* What you have to do
Will you give every entry again exactly as it stands?

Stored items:

········

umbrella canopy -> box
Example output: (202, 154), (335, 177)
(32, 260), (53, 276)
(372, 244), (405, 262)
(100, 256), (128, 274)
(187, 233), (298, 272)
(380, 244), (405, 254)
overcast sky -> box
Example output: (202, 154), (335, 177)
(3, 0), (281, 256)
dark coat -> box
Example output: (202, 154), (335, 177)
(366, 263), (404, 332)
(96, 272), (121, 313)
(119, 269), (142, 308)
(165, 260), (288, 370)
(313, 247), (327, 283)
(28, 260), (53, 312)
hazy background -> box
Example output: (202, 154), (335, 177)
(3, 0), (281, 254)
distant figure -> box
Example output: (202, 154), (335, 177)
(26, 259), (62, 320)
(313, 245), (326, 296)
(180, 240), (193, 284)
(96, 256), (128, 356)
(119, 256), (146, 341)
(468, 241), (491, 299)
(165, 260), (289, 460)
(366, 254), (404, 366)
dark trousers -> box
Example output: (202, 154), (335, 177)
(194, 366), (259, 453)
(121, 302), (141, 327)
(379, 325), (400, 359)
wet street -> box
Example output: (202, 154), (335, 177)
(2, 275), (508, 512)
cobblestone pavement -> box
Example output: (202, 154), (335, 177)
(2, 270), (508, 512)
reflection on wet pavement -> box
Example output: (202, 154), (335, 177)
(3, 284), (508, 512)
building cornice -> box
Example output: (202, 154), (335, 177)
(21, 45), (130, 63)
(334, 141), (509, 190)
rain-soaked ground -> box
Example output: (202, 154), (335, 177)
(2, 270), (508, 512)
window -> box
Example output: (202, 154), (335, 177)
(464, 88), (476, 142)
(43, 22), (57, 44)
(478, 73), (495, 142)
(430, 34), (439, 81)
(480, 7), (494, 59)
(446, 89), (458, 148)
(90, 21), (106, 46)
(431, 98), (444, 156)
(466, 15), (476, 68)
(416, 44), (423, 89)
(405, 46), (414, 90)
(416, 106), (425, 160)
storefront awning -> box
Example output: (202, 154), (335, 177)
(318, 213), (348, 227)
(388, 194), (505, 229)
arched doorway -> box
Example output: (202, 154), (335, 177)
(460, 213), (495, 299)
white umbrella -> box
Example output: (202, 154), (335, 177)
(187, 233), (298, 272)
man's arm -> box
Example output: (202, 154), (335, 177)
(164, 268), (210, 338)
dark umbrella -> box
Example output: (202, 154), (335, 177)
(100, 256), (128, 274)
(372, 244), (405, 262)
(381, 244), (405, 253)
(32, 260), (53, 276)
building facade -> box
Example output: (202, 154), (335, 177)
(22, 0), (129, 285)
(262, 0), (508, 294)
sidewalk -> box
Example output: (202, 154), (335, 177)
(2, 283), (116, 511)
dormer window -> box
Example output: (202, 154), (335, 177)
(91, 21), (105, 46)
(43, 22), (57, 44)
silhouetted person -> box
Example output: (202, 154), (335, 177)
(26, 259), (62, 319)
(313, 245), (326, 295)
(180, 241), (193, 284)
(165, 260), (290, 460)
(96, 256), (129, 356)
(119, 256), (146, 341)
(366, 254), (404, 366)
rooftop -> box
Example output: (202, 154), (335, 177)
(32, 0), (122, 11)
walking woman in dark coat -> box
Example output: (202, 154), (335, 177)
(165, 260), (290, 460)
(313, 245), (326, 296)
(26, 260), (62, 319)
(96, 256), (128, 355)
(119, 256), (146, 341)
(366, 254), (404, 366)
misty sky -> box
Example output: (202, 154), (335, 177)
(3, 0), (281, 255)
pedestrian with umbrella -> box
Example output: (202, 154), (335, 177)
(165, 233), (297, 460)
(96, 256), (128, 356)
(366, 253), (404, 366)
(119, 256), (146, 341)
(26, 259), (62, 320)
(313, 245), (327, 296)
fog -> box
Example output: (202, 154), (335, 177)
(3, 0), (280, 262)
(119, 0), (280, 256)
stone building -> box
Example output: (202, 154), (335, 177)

········

* Response to this task
umbrella canopy -> box
Example output: (202, 154), (335, 177)
(32, 260), (53, 276)
(372, 244), (405, 262)
(100, 256), (128, 274)
(187, 233), (298, 272)
(380, 244), (405, 254)
overcast sky -> box
Example output: (202, 154), (335, 177)
(3, 0), (281, 256)
dark coat -> box
Example output: (202, 154), (335, 177)
(366, 263), (404, 332)
(96, 272), (121, 313)
(119, 269), (142, 308)
(165, 260), (288, 370)
(313, 247), (327, 283)
(28, 260), (53, 312)
hazy background -> box
Example output: (202, 154), (335, 177)
(3, 0), (281, 254)
distant figure -> box
Example output: (202, 154), (335, 177)
(26, 259), (62, 320)
(313, 245), (326, 296)
(180, 240), (193, 284)
(96, 256), (128, 356)
(119, 256), (146, 341)
(468, 241), (491, 299)
(165, 260), (289, 460)
(366, 254), (404, 366)
dark trousers -> box
Example output: (202, 154), (335, 177)
(194, 366), (259, 453)
(121, 302), (141, 327)
(379, 325), (400, 359)
wet street -> box
Example output: (202, 154), (335, 177)
(2, 275), (508, 512)
cobblestone pavement -> box
Example output: (202, 154), (335, 177)
(2, 270), (508, 512)
reflection on wet pavement -> box
Example output: (202, 154), (335, 177)
(3, 284), (508, 512)
building cornice -> box
Example output: (202, 154), (335, 177)
(21, 45), (130, 63)
(334, 141), (509, 190)
rain-soaked ground -> box
Example output: (202, 154), (335, 177)
(2, 270), (508, 512)
window -> box
Example output: (202, 154), (335, 177)
(464, 88), (476, 142)
(43, 22), (57, 44)
(478, 73), (495, 142)
(430, 34), (439, 81)
(480, 7), (494, 59)
(446, 89), (458, 148)
(90, 21), (106, 46)
(431, 98), (444, 156)
(466, 15), (476, 68)
(416, 44), (423, 89)
(405, 46), (414, 90)
(416, 106), (425, 160)
storefront awning -> box
Example output: (202, 154), (335, 177)
(318, 213), (348, 227)
(388, 194), (505, 229)
arched doorway -> box
Example output: (202, 154), (335, 177)
(460, 213), (495, 299)
white umbrella -> box
Example output: (202, 154), (335, 177)
(187, 233), (298, 272)
man's arm -> box
Example output: (202, 154), (335, 177)
(164, 268), (210, 338)
dark umbrella -> box
Example output: (202, 154), (335, 177)
(100, 256), (128, 274)
(372, 244), (405, 262)
(381, 244), (405, 253)
(32, 260), (53, 276)
building facade -> box
Example output: (202, 154), (335, 177)
(22, 0), (129, 285)
(262, 0), (508, 294)
sidewalk -> box
Example output: (202, 154), (335, 177)
(2, 283), (116, 511)
dormer window -> box
Example output: (202, 154), (335, 177)
(91, 21), (105, 46)
(43, 22), (57, 44)
silhouetted person -> box
Example output: (202, 154), (335, 177)
(26, 259), (62, 319)
(313, 245), (326, 295)
(180, 241), (193, 284)
(165, 260), (290, 460)
(96, 256), (129, 356)
(119, 256), (146, 341)
(366, 254), (404, 366)
rooftop -> box
Example output: (202, 154), (335, 177)
(32, 0), (122, 11)
walking woman in dark coat -> box
Example output: (202, 154), (335, 177)
(165, 260), (290, 460)
(313, 245), (326, 296)
(26, 260), (62, 319)
(96, 256), (128, 355)
(119, 256), (146, 341)
(366, 254), (404, 366)
misty sky -> box
Example output: (202, 154), (335, 177)
(3, 0), (281, 255)
pedestrian with umbrella -> box
Example output: (202, 154), (335, 177)
(165, 233), (297, 460)
(96, 256), (128, 356)
(366, 253), (404, 366)
(119, 256), (146, 341)
(26, 259), (62, 320)
(313, 245), (327, 296)
fog -> box
Example output: (202, 154), (335, 177)
(3, 0), (280, 262)
(119, 0), (280, 256)
stone building -> box
Example output: (202, 154), (335, 177)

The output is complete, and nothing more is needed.